_REQUIRED TASKS:_
[A] According to the passage about Jones and Manning, what does Jones look like off the field?
[B] Retype the section of the passage about Jones and Manning that opens with the words containing "Imagine working closely" and closes with "-- found himself.".
[C] Continue the passage about Jones and Manning, starting after its final sentence.

++++ PASSAGE PROVIDED ++++

A first-round pick of the Giants and the anointed successor to Manning, the khakis-and-backpack-wearing Jones was tasked with learning how to exist and attempt to succeed in the high-pressure New York market, while also processing the ins and outs of quarterbacking in the NFL. All the while, Giants fans called for him to replace Manning -- the longtime face of the franchise who happened to be in the same meeting room as Jones every day.
Imagine working closely with your manager for an entire year while all of your coworkers spend their lunch breaks loudly talking about how they feel it's time you replace your manager and send him off to the pastures of retirement. While all of this is going on, your best source of advice and direction is your manager. Oh, and the executive level of your company is on the verge of being fired -- to ensure that you, the new addition, are set up as perfectly as possible to one day run this place.
This is where Jones -- a talented quarterback with the off-field appearance of a sophomore mathematics major -- found himself.
Manning believes now Jones is well-positioned to take the reins, thanks in part to Manning's acceptance of AARP and pension withdrawals. The "world's best boss" mug now belongs to the young gun.

++++ ENTRIES SUPPLIED ++++

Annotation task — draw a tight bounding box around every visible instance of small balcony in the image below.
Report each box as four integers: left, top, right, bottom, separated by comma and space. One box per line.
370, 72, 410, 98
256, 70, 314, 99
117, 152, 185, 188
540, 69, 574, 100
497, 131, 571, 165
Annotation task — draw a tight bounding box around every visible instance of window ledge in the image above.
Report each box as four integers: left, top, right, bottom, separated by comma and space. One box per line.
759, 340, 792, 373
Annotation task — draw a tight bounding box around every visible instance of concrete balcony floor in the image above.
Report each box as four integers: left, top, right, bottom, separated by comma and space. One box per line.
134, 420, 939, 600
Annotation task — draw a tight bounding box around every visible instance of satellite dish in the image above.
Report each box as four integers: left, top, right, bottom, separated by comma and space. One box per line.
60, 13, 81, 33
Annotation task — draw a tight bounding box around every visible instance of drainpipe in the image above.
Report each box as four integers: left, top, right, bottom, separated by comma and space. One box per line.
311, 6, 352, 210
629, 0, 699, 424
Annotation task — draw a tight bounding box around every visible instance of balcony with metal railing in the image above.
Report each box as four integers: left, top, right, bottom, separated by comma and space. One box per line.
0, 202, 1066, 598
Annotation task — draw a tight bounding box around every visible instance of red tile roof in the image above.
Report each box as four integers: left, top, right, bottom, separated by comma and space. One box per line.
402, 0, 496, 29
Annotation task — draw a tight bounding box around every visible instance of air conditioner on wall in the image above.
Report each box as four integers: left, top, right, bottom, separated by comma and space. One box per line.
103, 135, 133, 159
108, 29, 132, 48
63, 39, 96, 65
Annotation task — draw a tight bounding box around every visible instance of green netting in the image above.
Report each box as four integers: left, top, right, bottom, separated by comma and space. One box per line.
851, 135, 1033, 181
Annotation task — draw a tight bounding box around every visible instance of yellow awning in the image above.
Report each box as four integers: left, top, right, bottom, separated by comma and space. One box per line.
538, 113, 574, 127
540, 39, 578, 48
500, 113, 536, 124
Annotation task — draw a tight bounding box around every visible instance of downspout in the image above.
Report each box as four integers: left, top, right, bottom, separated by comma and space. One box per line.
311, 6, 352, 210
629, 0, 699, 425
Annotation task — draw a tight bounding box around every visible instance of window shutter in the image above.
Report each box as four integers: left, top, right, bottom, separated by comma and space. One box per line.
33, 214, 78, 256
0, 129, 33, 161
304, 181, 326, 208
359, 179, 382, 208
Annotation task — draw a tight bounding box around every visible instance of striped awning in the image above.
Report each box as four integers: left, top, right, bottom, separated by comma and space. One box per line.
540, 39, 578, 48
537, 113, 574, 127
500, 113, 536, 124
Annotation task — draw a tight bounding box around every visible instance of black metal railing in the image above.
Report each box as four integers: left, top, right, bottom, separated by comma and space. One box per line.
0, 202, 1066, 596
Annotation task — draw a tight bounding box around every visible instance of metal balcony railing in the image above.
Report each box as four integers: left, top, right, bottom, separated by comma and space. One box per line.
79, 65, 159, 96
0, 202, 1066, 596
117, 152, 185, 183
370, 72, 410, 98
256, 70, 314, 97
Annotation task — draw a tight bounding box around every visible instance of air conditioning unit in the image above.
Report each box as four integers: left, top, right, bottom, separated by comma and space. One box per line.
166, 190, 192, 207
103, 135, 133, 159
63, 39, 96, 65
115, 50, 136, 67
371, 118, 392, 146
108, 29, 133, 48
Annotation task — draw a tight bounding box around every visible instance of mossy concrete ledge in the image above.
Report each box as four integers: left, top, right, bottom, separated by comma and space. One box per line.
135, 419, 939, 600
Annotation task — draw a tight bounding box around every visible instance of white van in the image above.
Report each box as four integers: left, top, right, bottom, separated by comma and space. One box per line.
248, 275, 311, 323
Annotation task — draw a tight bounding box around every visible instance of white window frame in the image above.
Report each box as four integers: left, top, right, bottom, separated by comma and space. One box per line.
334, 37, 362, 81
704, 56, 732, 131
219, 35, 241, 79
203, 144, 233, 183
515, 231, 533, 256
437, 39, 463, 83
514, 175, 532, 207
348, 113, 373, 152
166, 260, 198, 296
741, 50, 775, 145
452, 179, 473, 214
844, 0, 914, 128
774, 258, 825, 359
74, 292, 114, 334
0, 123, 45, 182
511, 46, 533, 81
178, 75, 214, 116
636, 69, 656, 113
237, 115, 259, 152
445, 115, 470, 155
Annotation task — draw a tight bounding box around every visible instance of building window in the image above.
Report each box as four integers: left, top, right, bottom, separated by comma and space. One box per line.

++++
++++ ENTRIES SUPPLIED ++++

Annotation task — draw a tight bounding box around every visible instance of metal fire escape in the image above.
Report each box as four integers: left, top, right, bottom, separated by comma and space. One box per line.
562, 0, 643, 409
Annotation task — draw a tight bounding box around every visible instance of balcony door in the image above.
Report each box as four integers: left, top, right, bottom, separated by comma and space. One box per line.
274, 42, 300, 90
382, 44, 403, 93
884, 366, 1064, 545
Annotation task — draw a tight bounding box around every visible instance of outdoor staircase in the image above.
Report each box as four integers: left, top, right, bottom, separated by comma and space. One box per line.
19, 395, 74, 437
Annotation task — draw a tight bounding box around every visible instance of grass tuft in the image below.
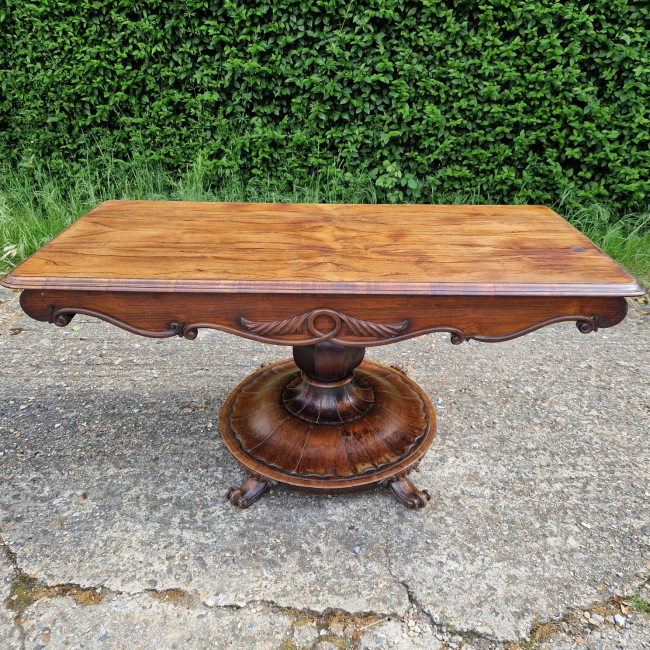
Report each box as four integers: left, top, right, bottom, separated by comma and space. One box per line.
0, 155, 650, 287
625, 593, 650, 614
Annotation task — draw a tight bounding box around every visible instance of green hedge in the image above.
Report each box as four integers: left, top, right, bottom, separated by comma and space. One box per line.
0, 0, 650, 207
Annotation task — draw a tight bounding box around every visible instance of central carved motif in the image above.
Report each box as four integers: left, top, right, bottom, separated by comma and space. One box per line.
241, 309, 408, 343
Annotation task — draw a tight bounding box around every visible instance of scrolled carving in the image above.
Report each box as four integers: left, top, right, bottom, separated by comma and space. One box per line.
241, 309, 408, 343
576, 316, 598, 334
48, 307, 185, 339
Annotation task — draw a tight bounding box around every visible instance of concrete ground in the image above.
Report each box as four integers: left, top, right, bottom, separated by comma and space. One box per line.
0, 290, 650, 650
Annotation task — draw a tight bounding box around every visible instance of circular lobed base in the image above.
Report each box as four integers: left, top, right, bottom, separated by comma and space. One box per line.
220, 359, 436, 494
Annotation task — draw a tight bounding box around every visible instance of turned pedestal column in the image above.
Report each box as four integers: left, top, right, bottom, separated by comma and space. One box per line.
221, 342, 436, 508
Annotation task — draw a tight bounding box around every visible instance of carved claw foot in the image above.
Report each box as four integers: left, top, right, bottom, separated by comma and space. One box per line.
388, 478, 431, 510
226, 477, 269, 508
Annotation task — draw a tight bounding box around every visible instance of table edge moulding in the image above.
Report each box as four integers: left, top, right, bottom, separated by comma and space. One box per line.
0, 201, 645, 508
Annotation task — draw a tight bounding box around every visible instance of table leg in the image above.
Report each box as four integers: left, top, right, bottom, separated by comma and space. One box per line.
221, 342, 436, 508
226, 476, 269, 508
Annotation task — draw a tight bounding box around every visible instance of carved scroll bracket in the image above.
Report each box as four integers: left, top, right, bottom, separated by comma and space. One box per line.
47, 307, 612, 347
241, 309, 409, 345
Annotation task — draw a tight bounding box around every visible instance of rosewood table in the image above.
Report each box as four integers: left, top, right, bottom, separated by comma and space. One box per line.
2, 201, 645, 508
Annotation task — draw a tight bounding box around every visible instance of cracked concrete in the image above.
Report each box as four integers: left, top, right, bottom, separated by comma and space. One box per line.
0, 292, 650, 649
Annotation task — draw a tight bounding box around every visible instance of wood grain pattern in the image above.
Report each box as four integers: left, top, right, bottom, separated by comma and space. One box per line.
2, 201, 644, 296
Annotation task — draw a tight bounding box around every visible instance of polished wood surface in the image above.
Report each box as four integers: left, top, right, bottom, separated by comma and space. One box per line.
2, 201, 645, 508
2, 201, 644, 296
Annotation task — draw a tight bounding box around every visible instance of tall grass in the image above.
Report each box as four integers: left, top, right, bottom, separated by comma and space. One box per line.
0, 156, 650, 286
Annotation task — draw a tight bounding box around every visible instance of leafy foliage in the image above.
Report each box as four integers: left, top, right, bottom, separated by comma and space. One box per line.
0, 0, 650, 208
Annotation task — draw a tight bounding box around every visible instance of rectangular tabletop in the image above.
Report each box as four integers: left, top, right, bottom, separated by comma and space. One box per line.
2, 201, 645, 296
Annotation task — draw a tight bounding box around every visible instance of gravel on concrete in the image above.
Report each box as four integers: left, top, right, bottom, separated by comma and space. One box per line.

++++
++++ ENTRIES SUPPLIED ++++

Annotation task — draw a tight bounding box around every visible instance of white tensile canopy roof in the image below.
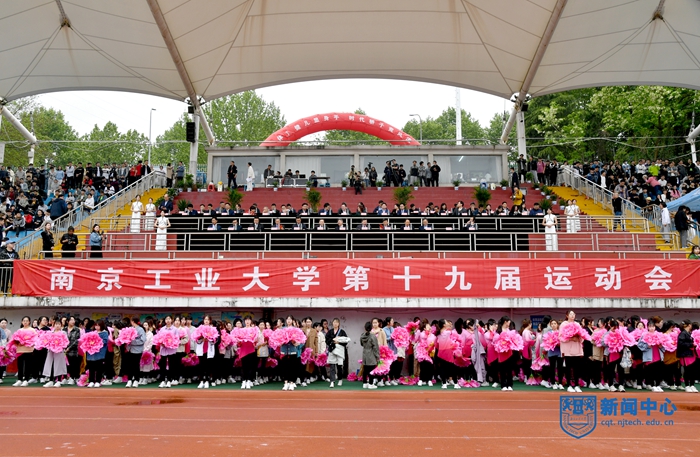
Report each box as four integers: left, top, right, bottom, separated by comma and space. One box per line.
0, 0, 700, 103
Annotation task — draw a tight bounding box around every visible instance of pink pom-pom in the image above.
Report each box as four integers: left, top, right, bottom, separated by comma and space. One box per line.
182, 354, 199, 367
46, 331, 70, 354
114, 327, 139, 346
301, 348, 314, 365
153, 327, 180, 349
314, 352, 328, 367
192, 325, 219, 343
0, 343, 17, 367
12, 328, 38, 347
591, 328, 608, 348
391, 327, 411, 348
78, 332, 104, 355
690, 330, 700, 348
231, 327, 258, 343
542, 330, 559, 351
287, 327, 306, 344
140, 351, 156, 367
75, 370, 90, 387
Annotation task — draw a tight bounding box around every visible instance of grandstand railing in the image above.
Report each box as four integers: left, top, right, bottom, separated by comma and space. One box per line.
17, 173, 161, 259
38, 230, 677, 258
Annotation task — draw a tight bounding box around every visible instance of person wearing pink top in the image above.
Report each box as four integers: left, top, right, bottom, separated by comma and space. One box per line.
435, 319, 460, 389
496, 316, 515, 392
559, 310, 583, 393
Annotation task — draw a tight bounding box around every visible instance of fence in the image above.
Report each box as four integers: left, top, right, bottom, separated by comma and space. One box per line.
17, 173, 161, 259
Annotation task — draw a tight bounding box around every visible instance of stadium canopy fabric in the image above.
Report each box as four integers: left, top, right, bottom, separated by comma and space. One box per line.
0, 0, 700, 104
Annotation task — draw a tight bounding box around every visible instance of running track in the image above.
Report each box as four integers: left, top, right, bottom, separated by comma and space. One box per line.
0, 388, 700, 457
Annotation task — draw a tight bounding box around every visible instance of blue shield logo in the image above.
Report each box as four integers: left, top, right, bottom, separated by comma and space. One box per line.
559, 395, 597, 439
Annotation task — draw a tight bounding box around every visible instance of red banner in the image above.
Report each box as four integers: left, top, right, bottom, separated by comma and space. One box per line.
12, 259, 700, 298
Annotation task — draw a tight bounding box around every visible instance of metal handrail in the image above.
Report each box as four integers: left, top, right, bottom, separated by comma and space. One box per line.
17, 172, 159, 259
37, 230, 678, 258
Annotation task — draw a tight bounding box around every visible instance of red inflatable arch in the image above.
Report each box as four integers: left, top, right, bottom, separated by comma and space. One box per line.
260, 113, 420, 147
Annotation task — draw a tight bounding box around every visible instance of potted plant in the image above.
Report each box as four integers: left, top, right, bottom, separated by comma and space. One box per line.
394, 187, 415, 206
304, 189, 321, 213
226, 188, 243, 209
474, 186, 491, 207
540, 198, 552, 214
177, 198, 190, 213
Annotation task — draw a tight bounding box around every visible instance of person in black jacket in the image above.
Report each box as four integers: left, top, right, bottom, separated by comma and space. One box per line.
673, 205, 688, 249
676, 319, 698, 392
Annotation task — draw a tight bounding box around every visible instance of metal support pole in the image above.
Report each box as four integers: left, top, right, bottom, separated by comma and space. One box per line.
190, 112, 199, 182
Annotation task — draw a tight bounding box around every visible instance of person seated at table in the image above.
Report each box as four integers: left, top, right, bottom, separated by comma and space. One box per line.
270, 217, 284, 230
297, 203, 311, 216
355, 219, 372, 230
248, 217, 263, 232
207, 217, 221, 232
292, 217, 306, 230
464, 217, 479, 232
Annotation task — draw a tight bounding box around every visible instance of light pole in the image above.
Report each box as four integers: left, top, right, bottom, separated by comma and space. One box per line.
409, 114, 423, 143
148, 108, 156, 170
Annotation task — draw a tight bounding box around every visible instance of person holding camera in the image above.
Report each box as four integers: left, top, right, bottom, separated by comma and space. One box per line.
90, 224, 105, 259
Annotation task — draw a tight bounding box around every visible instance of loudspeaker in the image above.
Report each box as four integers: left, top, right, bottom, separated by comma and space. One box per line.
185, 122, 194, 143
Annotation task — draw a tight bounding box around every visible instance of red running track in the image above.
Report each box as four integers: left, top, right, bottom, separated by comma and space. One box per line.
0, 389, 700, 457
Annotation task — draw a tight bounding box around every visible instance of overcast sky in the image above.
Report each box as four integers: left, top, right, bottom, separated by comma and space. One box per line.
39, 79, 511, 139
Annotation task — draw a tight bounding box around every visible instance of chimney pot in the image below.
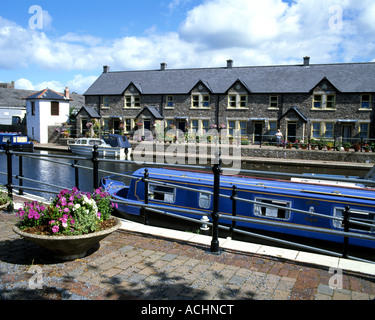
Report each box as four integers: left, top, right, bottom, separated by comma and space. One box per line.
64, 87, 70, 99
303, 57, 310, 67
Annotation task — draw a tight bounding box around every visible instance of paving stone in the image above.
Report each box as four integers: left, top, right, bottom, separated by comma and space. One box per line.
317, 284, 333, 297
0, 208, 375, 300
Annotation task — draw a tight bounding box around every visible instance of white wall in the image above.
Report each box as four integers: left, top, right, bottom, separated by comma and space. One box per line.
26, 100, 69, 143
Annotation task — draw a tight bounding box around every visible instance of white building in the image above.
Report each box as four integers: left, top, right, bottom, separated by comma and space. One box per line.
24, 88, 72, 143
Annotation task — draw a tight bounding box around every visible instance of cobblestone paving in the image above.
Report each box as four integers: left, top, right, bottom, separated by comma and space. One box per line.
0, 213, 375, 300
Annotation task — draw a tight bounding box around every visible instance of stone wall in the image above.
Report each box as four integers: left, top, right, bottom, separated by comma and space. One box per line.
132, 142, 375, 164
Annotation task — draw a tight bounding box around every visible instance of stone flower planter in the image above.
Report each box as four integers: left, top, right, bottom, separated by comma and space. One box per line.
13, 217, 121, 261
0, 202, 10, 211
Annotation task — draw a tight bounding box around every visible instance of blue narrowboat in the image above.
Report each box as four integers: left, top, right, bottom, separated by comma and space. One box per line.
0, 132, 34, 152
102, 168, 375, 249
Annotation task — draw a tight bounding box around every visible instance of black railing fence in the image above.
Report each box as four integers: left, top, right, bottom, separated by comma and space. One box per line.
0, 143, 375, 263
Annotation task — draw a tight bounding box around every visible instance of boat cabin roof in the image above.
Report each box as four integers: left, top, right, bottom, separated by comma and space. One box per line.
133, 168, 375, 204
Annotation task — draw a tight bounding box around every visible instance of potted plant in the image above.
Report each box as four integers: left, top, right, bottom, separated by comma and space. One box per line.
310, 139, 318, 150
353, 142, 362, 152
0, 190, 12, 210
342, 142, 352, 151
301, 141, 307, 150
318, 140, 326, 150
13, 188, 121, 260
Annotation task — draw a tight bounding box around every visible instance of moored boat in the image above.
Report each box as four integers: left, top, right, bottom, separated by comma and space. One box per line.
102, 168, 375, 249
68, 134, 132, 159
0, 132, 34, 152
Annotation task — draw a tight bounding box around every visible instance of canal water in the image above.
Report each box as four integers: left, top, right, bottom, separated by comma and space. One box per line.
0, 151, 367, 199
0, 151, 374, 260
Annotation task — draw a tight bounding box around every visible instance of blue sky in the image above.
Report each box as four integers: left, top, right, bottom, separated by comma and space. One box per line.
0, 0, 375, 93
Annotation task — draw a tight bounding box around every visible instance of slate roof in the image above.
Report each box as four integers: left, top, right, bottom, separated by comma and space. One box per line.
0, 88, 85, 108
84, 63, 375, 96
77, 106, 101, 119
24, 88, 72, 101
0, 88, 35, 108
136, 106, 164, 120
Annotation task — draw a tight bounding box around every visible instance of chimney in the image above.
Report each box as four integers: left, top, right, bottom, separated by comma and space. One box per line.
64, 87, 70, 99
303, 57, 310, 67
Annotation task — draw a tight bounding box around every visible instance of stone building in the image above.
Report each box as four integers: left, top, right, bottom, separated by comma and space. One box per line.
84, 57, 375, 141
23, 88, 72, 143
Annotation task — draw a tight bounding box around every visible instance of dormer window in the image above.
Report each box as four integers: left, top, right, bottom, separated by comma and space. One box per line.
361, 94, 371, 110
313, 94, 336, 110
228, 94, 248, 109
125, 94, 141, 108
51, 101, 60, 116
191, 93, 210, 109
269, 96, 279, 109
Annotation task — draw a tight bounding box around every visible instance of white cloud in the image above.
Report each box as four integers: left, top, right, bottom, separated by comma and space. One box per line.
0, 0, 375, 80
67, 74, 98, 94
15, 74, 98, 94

++++

_ACTIVITY ANSWERS:_
[A] A sophomore mathematics major.

[B]
Imagine working closely with your manager for an entire year while all of your coworkers spend their lunch breaks loudly talking about how they feel it's time you replace your manager and send him off to the pastures of retirement. While all of this is going on, your best source of advice and direction is your manager. Oh, and the executive level of your company is on the verge of being fired -- to ensure that you, the new addition, are set up as perfectly as possible to one day run this place.
This is where Jones -- a talented quarterback with the off-field appearance of a sophomore mathematics major -- found himself.

[C]
"I think it will be easier this year for him to kinda step up as that leader,'' Manning said Monday on SiriusXM NFL Radio. "Last year was probably awkward for him, me being there, me being in meeting rooms and just kinda the whole dynamic. Me being gone and hey, he is the quarterback, he is the guy, for him to have that control and the authority over receivers and offensive line.
"I think he's proven to be tough and works hard, he's done all the right things, he has gone in with that approach of keeping his head down and not saying more than he has to, working hard and earning the respect from the teammates. Now he can elevate that where now he's in charge. The questions are coming to him from the coordinator, he's gonna have to give his voice and his opinion on things.''
Being the guy should help Jones plenty. After all, when you're the chosen leader, it doesn't give much wiggle room for dispute. There's no viable Plan B lurking behind you while the glint of two Super Bowl rings catches the corner of your eye.
"He's got to learn a new offense, and get total control of that and earn the respect of a new coaching staff,'' Manning said of Jones. "I think he'll do a great job. They'll figure out how to play and how to win football games in the NFL, the style, and I think he's got the respect of the team and he'll go out there and have a great year.''
Manning had the luxury of just one coach (Tom Coughlin) for the majority of his career, which included two victories on football's grandest stage. Jones is already on coach No. 2, and with the ongoing COVID-19 pandemic making things unusual in the 2020 offseason, he has an extra challenge in attempting to learn new coach Joe Judge's offense.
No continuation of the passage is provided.